Data records -

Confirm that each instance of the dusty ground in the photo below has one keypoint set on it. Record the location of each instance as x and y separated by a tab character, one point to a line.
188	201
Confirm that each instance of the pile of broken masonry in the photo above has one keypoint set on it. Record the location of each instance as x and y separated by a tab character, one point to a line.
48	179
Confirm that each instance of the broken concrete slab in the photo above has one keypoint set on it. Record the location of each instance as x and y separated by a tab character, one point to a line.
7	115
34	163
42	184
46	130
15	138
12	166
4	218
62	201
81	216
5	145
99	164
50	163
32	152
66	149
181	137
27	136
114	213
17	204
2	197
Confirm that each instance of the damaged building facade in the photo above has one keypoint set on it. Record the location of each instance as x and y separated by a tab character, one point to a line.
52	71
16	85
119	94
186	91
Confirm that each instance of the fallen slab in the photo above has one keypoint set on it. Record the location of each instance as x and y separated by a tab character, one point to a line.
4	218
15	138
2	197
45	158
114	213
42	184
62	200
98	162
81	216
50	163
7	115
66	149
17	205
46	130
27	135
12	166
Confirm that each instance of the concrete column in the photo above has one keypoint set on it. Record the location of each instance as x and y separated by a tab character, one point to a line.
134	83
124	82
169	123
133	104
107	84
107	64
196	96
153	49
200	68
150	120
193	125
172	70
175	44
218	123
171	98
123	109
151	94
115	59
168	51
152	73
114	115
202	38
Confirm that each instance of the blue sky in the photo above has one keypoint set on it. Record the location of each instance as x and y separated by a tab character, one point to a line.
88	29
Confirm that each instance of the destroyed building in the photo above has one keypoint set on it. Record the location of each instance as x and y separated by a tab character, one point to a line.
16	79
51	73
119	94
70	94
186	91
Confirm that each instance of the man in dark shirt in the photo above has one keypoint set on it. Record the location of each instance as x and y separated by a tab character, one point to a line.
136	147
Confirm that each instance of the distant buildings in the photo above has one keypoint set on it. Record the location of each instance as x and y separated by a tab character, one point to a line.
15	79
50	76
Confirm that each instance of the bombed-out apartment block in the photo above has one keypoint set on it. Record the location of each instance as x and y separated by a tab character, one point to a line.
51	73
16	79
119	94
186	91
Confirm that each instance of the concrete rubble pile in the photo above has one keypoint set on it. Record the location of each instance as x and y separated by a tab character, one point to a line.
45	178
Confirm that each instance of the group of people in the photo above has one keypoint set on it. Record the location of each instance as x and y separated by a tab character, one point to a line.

Exercise directions - Copy all of the records above word for word, keeping every line in its original order.

Result of this exercise -
Confirm that each instance of the dusty ground in the photo below has one keypoint set on it. Record the location of each instance as x and y separated by a tab character, one point to a line.
188	201
Confirm that each instance of the pile of broken masonry in the photo above has one keypoint set on it. Record the location of each instance as x and y separated by a tab character, one point to a line.
48	179
Confirm that each instance of the broken concrete slab in the photo above has one keypoint set on it. Record the location of each instance as x and y separated by a tab character, one point to a line.
7	115
34	163
42	184
46	130
15	138
12	166
4	218
62	201
81	216
5	145
99	164
50	163
32	152
66	149
181	137
27	136
114	213
17	204
2	197
Confirm that each instance of the damaged building facade in the photo above has one keypoint set on it. Record the location of each instance as x and y separated by a tab character, one point to a line.
52	71
16	85
119	94
186	91
Confirm that each instance of the fallen slab in the photo above has one keypoint set on it. Record the location of each instance as x and y separated by a tab character, one point to a line.
4	218
15	138
2	197
45	158
114	213
42	184
62	200
98	162
81	216
50	163
7	115
66	149
17	205
46	130
27	135
12	166
Confirm that each instance of the concrete column in the photo above has one keypoint set on it. Record the location of each instance as x and y separated by a tab character, one point to a line.
134	83
124	82
169	123
133	104
107	84
107	64
196	96
153	49
200	68
150	120
193	125
172	70
175	44
218	123
171	98
123	109
151	94
115	59
168	51
152	73
114	115
202	38
Confirm that each instance of the blue sky in the photo above has one keypoint set on it. Record the location of each instance as x and y separated by a tab character, one point to a line.
88	29
Confirm that each instance of the destroyed building in the photo above has one keypoint set on it. Record the location of each instance as x and y separated by a tab character, one point to a line.
16	79
51	73
119	94
70	94
186	91
Confirm that each instance of the man in dark shirt in the photo above has one keypoint set on it. Record the location of each instance as x and y separated by a tab character, one point to a line.
136	147
Confirm that each instance of the distant buildings in the photo above has one keypoint set on it. Record the location of each instance as x and y separated by a tab character, one point to a line.
15	79
50	76
Confirm that each instance of the bombed-out apartment block in the photo above has one keypoint set on it. Record the location of each instance as x and y separated by a tab character, one point to a line.
51	73
16	79
119	94
186	91
Confirm that each instance of the concrete rubble pile in the photo above has one keypoint set on it. Record the location of each instance as x and y separated by a tab character, one point to a line.
45	178
Confirm that each instance of the group of people in the photo above has one keypoint set on it. Record the location of each instance as x and y separated by a tab character, one point to a line.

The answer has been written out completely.